Task directions ->
Retype the lines of the material below without any change, from the line containing "Category: rope sling" through the line containing "pixel 163 311", with both of those lines included.

— Begin Extracted records —

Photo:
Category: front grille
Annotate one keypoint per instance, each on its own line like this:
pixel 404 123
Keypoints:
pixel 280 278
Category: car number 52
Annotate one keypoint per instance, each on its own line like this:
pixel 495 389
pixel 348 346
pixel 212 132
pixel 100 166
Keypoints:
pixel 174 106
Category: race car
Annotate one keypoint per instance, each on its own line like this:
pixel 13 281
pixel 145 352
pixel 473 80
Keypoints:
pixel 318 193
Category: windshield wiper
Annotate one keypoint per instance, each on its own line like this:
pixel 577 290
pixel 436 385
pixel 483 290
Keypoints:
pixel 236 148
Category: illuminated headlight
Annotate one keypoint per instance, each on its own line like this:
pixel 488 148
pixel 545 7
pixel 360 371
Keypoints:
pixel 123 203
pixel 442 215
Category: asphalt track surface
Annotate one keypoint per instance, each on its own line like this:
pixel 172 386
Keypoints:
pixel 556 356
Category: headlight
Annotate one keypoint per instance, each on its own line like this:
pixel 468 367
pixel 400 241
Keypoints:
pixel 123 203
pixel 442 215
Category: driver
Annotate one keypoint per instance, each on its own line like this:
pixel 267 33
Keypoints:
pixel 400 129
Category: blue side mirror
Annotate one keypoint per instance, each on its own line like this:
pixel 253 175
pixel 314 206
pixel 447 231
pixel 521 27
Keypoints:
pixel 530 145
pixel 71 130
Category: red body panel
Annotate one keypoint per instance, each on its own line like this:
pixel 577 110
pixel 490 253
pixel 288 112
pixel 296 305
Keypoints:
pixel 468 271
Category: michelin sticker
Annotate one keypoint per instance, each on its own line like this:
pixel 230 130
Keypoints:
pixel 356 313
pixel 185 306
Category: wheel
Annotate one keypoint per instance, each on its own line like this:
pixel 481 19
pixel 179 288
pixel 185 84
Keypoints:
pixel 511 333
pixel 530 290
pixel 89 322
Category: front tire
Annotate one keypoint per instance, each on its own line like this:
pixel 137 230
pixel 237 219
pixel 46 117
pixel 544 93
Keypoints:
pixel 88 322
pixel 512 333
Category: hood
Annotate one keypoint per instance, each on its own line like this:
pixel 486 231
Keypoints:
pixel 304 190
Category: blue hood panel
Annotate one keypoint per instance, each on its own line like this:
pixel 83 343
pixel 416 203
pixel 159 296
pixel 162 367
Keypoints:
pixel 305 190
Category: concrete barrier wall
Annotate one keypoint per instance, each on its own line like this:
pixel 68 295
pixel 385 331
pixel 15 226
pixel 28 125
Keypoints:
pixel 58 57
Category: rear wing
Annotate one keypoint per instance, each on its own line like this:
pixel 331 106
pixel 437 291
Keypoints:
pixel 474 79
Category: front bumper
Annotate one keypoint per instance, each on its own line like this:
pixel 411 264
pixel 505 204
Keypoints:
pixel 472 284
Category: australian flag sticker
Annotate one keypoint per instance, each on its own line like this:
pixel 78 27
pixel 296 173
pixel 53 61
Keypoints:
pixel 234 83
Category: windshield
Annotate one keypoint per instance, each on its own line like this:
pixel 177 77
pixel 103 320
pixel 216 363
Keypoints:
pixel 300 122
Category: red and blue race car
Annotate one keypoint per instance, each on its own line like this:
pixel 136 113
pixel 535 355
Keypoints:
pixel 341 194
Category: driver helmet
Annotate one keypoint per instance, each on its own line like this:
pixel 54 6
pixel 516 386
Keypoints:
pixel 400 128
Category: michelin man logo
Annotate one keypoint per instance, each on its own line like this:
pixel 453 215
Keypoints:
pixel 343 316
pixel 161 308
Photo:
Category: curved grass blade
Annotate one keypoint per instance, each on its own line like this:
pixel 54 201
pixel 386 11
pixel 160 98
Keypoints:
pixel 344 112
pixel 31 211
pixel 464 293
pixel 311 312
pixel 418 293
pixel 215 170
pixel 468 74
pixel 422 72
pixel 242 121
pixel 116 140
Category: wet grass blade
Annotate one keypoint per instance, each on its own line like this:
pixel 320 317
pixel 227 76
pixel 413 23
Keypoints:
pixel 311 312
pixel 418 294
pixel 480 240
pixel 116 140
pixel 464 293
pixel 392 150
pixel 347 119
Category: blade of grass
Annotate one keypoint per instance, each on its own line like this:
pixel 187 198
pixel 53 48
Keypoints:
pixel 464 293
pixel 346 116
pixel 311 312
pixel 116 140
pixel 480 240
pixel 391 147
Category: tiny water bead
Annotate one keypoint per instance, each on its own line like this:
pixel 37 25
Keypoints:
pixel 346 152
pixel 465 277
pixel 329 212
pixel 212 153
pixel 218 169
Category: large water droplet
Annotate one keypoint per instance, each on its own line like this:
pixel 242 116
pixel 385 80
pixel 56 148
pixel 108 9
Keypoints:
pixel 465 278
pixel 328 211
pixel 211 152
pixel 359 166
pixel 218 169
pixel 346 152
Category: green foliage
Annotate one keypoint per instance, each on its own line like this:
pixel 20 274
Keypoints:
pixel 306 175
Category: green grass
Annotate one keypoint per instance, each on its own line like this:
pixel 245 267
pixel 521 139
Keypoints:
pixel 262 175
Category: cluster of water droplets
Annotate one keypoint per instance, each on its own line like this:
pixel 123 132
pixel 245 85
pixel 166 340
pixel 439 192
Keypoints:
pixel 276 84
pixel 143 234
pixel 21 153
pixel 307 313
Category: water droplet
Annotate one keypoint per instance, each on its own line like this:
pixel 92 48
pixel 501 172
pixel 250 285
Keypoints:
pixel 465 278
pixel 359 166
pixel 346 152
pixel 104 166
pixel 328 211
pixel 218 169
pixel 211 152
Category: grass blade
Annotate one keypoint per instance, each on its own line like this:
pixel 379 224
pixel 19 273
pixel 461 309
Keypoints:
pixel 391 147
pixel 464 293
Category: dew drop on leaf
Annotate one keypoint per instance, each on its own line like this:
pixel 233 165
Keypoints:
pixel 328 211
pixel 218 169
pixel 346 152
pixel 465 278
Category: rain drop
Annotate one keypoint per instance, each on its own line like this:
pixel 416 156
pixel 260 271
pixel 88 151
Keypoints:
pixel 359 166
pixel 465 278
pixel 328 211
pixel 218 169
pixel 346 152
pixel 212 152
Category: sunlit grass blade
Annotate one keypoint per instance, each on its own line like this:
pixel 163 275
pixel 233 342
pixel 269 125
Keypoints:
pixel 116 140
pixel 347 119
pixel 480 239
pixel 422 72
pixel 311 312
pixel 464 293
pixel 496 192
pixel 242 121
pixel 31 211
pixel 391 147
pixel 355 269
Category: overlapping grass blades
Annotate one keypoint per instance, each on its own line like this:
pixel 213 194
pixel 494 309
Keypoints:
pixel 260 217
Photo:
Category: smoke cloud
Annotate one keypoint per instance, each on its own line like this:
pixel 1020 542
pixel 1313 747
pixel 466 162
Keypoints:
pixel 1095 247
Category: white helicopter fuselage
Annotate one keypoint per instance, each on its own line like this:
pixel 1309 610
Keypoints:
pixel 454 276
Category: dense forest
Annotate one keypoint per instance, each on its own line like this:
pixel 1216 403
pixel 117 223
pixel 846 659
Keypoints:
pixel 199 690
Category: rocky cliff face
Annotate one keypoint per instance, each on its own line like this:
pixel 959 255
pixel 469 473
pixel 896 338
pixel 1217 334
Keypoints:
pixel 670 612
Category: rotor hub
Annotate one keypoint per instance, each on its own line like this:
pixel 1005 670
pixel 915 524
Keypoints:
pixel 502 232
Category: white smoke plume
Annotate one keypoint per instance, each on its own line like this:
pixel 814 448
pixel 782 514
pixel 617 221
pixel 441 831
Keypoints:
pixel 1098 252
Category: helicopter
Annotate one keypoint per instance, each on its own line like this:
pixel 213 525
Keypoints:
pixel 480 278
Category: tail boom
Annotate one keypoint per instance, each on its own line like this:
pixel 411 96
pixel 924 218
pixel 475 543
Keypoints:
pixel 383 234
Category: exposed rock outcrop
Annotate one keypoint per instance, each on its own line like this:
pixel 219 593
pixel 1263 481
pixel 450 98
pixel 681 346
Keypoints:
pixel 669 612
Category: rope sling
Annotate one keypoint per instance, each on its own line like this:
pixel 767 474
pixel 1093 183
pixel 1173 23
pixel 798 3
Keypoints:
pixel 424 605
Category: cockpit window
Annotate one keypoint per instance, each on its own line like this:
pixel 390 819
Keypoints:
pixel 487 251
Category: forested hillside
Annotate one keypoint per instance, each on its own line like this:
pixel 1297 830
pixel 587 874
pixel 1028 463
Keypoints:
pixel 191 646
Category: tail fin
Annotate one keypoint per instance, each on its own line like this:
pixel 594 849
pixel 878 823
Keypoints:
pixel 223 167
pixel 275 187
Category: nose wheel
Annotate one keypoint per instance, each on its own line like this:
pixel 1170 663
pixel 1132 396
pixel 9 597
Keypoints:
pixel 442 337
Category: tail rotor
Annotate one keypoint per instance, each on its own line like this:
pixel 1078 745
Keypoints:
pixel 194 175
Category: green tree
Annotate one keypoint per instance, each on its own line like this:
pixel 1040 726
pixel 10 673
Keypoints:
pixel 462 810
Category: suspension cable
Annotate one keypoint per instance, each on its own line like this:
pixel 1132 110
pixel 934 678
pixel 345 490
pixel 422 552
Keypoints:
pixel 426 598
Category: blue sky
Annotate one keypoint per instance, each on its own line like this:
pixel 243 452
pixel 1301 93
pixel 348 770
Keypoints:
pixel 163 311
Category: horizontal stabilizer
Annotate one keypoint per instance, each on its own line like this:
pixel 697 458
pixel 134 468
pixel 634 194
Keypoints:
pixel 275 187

— End Extracted records —

Result for this exercise ->
Category: rope sling
Annotate one keypoint per instance, each on its own line like this:
pixel 767 474
pixel 1093 183
pixel 1173 23
pixel 798 3
Keypoints:
pixel 424 605
Category: cockpit window
Annotate one keypoint per instance, each on its own line like this:
pixel 390 819
Keypoints:
pixel 487 251
Category: forested hillside
Annotate one keypoint per instance, each on its own line like this:
pixel 1297 830
pixel 587 874
pixel 1028 463
Keypoints:
pixel 191 646
Category: tail fin
Annotate one keypoint per instance, each on its own line like this:
pixel 594 849
pixel 878 823
Keypoints:
pixel 223 167
pixel 275 187
Category: nose wheel
Annotate one keypoint per instance, each on its own line like this:
pixel 1170 663
pixel 1132 396
pixel 9 597
Keypoints:
pixel 442 337
Category: tail rotor
Annotate one keypoint per instance, each on its own line like this:
pixel 1078 745
Keypoints:
pixel 194 175
Category: green tree
Annotate one keypoint per instance, each on its own line like this:
pixel 1040 726
pixel 10 673
Keypoints:
pixel 462 810
Category: suspension cable
Annotate one keypoint per instance, each on its own line like this:
pixel 1132 110
pixel 934 678
pixel 345 490
pixel 422 552
Keypoints:
pixel 426 598
Category: blue sky
Annotate one keypoint per instance, each on its own line like this:
pixel 243 452
pixel 1301 93
pixel 348 770
Keypoints:
pixel 163 311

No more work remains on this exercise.